■ **ACTIVITY**:
Set down the entries once more, exactly as they are written.

■ **SOURCE INFORMATION**:
-*-
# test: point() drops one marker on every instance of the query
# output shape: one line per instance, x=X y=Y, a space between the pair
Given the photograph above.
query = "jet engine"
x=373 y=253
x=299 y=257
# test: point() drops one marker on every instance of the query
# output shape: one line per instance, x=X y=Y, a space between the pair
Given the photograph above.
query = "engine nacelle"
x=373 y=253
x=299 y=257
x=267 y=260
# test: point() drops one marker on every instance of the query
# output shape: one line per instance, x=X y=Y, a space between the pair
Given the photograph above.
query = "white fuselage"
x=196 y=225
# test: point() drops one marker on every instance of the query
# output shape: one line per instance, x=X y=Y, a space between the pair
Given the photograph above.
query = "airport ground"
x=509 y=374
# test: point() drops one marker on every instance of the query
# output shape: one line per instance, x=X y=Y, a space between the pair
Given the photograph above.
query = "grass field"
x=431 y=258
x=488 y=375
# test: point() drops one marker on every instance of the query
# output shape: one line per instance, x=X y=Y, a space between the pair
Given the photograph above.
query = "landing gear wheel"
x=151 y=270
-*-
■ **ANSWER SECTION**:
# test: point() drops one marker on every instance of the query
# output shape: one line per instance, x=X y=Y, a space between the pair
Given the photograph above.
query = "jet engine"
x=373 y=253
x=299 y=257
# test: point() drops one marker on every instance of the query
# output shape: one line per instance, x=X y=Y, a space between the pair
Given the photograph above.
query = "engine nacelle"
x=373 y=253
x=299 y=257
x=267 y=260
# test: point() drops one marker on every instance of the query
# output shape: one line per instance, x=X y=Y, a space between the pair
Given the photograph above.
query = "white fuselage"
x=196 y=225
# test: point() drops one marker on every instance of the query
# output shape: one line per instance, x=X y=Y, a space between the pair
Given the photograph above.
query = "airport ground"
x=509 y=374
# test: point() drops one marker on every instance of the query
# output shape: one line per instance, x=X y=Y, a space between the pair
Given the photograph above.
query = "grass field"
x=431 y=258
x=488 y=375
# test: point() drops one marker on every instance of the query
# output shape: one line per instance, x=X y=Y, a space between the pair
Given the photograph above.
query = "landing gear wheel"
x=151 y=270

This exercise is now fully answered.